··· Task input ···

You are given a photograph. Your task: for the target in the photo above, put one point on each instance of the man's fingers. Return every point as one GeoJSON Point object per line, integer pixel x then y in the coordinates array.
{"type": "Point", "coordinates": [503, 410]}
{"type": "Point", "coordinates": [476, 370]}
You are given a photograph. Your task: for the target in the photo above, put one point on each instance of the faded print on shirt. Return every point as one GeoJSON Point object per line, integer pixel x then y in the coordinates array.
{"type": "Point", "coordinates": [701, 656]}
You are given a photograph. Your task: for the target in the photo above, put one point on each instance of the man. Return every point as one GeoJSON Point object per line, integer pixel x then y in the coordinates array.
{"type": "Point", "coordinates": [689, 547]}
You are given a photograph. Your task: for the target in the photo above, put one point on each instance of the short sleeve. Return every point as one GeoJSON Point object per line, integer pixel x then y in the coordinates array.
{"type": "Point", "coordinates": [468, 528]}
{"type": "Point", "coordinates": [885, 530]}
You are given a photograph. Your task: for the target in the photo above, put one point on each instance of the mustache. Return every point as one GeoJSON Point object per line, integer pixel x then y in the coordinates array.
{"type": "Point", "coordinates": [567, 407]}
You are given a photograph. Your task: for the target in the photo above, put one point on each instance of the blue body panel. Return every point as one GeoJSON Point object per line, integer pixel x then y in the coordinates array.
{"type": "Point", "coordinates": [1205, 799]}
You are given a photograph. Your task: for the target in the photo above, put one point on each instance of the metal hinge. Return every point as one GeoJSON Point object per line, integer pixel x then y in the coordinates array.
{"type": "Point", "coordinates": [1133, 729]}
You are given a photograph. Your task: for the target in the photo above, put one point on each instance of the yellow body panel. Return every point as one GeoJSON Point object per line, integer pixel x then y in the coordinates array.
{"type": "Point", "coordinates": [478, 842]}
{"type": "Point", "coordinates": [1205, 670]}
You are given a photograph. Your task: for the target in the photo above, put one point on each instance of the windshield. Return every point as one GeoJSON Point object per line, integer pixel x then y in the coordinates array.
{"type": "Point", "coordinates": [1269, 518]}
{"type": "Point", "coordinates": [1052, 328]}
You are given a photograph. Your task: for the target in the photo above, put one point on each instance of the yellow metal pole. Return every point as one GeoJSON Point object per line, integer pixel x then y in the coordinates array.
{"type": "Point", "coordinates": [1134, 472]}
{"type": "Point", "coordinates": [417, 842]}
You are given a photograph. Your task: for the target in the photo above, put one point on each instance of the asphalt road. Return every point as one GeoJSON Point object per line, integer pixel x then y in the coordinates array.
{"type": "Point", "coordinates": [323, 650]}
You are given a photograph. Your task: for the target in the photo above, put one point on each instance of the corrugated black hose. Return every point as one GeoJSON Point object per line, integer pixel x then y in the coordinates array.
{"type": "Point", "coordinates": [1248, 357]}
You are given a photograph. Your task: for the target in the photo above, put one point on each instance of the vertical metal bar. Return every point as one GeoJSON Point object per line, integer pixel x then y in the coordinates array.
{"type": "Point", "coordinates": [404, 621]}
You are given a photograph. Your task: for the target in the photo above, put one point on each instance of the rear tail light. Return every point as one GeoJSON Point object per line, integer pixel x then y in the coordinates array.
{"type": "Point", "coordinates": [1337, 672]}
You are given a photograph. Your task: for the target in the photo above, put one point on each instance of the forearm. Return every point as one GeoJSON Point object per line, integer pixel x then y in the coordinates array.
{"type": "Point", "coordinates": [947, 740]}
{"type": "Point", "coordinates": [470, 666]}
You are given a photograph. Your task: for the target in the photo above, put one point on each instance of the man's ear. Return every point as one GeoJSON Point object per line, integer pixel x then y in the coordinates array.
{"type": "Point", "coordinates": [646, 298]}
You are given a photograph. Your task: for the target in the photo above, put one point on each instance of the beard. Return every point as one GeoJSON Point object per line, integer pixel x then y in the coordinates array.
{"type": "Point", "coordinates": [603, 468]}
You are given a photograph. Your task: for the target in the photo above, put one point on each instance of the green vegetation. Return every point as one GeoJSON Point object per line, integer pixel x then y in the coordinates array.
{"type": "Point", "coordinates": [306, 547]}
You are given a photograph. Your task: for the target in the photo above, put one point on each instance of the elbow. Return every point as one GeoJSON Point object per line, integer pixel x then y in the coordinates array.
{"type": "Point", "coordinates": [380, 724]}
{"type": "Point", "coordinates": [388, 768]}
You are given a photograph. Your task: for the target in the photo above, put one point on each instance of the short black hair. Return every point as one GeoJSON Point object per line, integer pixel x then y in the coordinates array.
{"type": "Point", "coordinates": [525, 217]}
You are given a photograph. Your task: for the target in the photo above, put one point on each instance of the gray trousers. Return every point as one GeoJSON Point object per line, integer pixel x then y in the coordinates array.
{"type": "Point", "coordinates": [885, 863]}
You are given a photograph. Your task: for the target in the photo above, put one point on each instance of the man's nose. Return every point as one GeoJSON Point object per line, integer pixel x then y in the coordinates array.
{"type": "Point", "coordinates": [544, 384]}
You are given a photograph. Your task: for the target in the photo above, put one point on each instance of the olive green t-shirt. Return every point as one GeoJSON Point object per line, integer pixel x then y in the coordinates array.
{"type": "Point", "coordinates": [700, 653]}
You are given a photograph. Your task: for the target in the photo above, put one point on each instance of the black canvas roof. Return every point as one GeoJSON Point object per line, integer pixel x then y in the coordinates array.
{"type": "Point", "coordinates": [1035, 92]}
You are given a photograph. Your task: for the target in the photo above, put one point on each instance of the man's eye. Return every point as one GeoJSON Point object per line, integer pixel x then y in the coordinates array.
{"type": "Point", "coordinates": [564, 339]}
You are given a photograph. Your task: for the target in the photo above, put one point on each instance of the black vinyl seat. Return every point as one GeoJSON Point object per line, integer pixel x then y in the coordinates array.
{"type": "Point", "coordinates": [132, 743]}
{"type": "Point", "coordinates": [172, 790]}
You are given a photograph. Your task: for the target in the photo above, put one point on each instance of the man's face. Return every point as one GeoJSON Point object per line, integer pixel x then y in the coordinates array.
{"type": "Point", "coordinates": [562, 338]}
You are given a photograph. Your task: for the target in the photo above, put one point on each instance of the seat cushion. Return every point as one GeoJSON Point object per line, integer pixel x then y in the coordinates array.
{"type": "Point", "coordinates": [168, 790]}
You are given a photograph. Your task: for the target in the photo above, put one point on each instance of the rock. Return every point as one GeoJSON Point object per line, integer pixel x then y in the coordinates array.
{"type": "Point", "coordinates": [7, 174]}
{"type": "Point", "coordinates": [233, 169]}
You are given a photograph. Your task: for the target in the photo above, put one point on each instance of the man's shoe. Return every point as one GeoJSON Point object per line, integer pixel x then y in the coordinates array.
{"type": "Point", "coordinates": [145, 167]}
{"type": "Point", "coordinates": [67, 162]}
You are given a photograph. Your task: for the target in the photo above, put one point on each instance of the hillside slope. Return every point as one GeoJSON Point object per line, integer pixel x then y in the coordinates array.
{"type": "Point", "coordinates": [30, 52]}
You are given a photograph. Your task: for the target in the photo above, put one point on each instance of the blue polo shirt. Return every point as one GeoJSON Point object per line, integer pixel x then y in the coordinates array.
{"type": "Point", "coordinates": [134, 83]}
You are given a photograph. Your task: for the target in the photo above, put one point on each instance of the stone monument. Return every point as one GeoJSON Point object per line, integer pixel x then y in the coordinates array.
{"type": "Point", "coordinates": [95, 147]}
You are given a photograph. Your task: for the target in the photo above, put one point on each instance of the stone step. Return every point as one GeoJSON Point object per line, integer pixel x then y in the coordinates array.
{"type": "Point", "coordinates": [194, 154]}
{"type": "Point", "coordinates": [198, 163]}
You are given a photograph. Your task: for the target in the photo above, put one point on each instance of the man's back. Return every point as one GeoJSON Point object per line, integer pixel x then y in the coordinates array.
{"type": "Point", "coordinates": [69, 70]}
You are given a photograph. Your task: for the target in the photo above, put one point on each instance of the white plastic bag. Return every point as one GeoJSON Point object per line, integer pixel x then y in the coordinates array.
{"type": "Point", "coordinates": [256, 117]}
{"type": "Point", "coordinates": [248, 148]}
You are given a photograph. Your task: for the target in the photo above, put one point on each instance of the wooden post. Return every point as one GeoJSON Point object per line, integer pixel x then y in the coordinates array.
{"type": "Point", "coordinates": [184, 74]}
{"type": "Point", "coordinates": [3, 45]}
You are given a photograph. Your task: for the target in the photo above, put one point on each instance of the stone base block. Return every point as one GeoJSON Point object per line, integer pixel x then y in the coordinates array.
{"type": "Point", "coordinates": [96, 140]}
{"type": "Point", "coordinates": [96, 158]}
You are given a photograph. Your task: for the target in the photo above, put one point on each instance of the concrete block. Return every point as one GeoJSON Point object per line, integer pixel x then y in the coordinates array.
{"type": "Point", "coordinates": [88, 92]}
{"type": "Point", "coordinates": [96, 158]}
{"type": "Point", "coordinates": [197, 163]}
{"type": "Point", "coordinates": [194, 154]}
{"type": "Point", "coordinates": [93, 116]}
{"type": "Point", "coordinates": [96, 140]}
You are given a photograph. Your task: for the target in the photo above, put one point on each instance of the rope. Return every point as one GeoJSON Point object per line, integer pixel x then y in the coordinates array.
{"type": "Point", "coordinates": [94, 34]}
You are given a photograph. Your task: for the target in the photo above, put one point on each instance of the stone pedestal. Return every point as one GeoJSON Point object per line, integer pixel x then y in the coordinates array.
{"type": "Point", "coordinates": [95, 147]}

···

--- Stated goal ---
Copy the rows verbatim from the line containing "the stone pedestal." up to and including the last line of the rows.

--- Finished task ---
You are given a photograph. Your task: for the target in the photo above, put one point on each instance of the stone pedestal. Return every point as one GeoJSON Point object per line, integer pixel x then y in the coordinates array.
{"type": "Point", "coordinates": [95, 147]}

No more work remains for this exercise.